- [Goal A] Print the section of the journal entry from "There are very" up to and including "me...the usual excuse.".
- [Goal B]
Using the journal entry, answer each question on its own line:
(i) Why does tending the fire require gloves?
(ii) With whom did the writer have a short e-conversation that afternoon?
(iii) What did the writer eat for dinner?
- [Goal C] Summarize the journal entry in two sentences.

I decided to let the fire die out around dinner time. There are some partially burned pieces in the grate, but one thing I discovered is that when you have a fire, you have to tend your fire, which in my case involves putting on gloves because the screen handles get too hot to handle, and I have to tend it from both the great room and office sides to make sure it's burning OK. It wasn't a very symmetrical fire, but it burned nicely and it really helped the heat situation. Now I have to turn off the blowers, because they are circulating rather cool air.
There are very tight fitting glass doors on both sides of the fire box, so having the damper open doesn't cause drafts so far as I can determine. Anyway, that was a success...
Except for one thing. Buster did not like it one little bit! He has never seen a fire before, and I think he thinks it's pretty dangerous. He kept coming around and hollering at me, or standing at a good distance and eyeing the flames with some suspicion. If this weather continues, he'll just have to get used to it. Now that it has mostly gone out, he is off sleeping somewhere, but he was not a happy camper for most of the afternoon.
I also unloaded and started reloading the dishwasher. the kitchen is unsanitary, but my back was bothering me...the usual excuse.
The weather outside was frightful. When it wasn't actually snowing (which wasn't often), the wind was whipping up the snow on the harbor so that it was a white-out. I had a short e-conversation with George Hite this afternoon, and he said that the plow drivers were reporting a lot of stuck cars and white-out conditions around Cat Harbor. Now, this is real Keweenaw winter weather!
I also wanted to add a few observations on my trip yesterday. The drive, particularly down the covered road, was just beautiful, and I sort of regretted that I didn't take the camera along, except that it would not be wise to stop in the middle of the road in white-out conditions to take a picture. I was too busy driving. All the trees had deep piles of snow on their branches, and every so often the wind gusts would cause some branches to bow down and deposit a load on the road. It is such dry snow that the result was an impenetrable cloud that lasted 30 second or so. Just another thing to add spice to the trip.
At this time of year, you can see much farther into the woods than in the summer. I noticed one area between Hancock and Calumet where there was a whole grove of about 10' evergreens that had grown up under some 60' or so deciduous trees that looked like fence posts amongst the evergreens. And there was one place on the covered road where I noticed a very large, tall tree that was leaning precariously toward the road. A gust in the wrong direction or enough snow on its tilted trunk and the road commission will be doing a bit of emergency logging (when I went down two weeks ago I passed a crew that had just done that, although as usual, when I passed they were all just standing around chewing the fat).
Well, the wind is howling around the house, and it isn't getting any warmer. I had a nice bowl of pea soup and a grilled cheese sandwich for dinner, which tasted pretty good to me and filled my tummy with good warm stuff, so I am off to the north end. I think I will make it a short evening again.

- [Information shown]
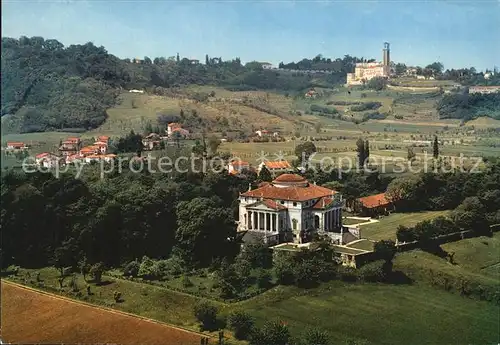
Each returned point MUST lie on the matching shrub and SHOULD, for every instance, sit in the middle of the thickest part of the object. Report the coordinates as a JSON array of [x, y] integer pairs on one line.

- [Complete response A]
There are very tight fitting glass doors on both sides of the fire box, so having the damper open doesn't cause drafts so far as I can determine. Anyway, that was a success...
Except for one thing. Buster did not like it one little bit! He has never seen a fire before, and I think he thinks it's pretty dangerous. He kept coming around and hollering at me, or standing at a good distance and eyeing the flames with some suspicion. If this weather continues, he'll just have to get used to it. Now that it has mostly gone out, he is off sleeping somewhere, but he was not a happy camper for most of the afternoon.
I also unloaded and started reloading the dishwasher. the kitchen is unsanitary, but my back was bothering me...the usual excuse.

- [Complete response B]
(i) The screen handles get too hot to handle.
(ii) George Hite.
(iii) A bowl of pea soup and a grilled cheese sandwich.

- [Complete response C] The writer kept a fire going through the afternoon, which helped the heat situation but upset Buster, who had never seen a fire before. Outside, snow and wind produced white-out conditions, and the writer also recalls the previous day's drive, when snow-laden trees dropped their loads onto the road and one large tree was leaning precariously toward it.